Please give back only the lines below from the one containing "column 242, row 577" to the one containing "Target: built-in soap shelf", each repeated word for word, both ends included.

(Extracted records)
::::

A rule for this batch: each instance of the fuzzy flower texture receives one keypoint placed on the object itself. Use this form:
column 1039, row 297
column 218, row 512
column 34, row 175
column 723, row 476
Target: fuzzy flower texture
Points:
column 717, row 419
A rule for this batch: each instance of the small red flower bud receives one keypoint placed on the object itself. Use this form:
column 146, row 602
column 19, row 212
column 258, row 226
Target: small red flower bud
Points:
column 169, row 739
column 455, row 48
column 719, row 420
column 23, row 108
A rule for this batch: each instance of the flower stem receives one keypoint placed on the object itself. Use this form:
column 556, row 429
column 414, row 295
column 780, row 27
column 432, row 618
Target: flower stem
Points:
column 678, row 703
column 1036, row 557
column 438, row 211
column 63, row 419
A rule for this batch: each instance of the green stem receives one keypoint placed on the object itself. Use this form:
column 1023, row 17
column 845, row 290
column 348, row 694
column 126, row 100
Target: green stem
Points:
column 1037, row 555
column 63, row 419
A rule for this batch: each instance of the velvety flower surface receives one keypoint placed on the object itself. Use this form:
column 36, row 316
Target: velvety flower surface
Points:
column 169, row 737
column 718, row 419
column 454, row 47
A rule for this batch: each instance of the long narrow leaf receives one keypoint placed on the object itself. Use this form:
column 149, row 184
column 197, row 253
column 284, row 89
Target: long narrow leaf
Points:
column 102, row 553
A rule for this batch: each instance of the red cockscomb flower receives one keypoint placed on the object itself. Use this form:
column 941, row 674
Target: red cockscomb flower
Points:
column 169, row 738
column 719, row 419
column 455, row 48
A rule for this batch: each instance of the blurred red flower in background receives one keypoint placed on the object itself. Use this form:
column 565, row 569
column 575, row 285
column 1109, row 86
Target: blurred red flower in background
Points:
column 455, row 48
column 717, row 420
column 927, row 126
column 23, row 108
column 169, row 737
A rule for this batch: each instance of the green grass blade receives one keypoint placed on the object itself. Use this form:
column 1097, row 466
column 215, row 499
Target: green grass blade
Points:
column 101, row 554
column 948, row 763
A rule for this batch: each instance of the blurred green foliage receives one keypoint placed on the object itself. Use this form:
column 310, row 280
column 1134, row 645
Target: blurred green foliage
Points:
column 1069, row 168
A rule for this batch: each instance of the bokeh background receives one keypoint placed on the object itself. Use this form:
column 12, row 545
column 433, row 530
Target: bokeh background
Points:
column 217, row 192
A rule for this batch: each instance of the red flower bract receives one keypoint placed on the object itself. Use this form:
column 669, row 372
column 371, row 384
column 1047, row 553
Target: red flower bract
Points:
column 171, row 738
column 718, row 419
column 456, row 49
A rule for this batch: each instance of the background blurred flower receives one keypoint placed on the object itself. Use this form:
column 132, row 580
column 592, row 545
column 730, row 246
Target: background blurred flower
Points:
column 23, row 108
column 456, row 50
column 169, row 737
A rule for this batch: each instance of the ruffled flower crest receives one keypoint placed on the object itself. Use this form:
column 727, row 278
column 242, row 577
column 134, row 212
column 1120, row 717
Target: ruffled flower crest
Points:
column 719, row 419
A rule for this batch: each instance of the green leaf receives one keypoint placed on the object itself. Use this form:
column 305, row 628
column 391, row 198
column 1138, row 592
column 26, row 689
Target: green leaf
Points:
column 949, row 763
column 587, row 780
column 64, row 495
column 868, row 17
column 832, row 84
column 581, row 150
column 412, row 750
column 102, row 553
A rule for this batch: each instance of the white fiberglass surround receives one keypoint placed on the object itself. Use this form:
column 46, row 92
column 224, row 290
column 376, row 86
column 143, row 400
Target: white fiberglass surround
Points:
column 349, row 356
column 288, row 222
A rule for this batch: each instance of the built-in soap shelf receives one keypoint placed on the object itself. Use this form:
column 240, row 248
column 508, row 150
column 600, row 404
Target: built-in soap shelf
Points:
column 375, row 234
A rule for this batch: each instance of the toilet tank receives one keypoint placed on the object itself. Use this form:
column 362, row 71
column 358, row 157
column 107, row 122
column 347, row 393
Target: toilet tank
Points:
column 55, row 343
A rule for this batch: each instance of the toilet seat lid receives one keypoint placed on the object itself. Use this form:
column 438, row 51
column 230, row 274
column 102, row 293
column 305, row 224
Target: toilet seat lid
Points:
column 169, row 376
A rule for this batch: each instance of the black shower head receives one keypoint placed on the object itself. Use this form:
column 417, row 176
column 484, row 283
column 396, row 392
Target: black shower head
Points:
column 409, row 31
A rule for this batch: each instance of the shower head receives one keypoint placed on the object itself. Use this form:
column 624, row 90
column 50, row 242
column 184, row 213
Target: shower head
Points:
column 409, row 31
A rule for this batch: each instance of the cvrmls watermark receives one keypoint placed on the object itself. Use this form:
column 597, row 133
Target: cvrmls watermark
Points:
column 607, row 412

::::

• _WRITTEN SOLUTION_:
column 242, row 577
column 134, row 212
column 1120, row 717
Target: ruffled flower crest
Points:
column 719, row 419
A rule for this batch: each instance of the green leaf receives one keypoint placed on the object itself. Use this form:
column 305, row 628
column 391, row 198
column 1138, row 592
column 26, row 689
Target: green leaf
Points:
column 949, row 763
column 587, row 780
column 64, row 495
column 868, row 17
column 832, row 84
column 581, row 150
column 412, row 750
column 102, row 553
A rule for this batch: each instance of the white fiberglass surround receives one keypoint placed on the object itself. Use this form:
column 46, row 92
column 224, row 290
column 376, row 86
column 143, row 400
Target: white fiberglass surround
Points:
column 349, row 356
column 288, row 222
A rule for this batch: each instance of the built-in soap shelf receives one keypoint placed on the object itself. Use this form:
column 240, row 248
column 508, row 150
column 600, row 404
Target: built-in soap shelf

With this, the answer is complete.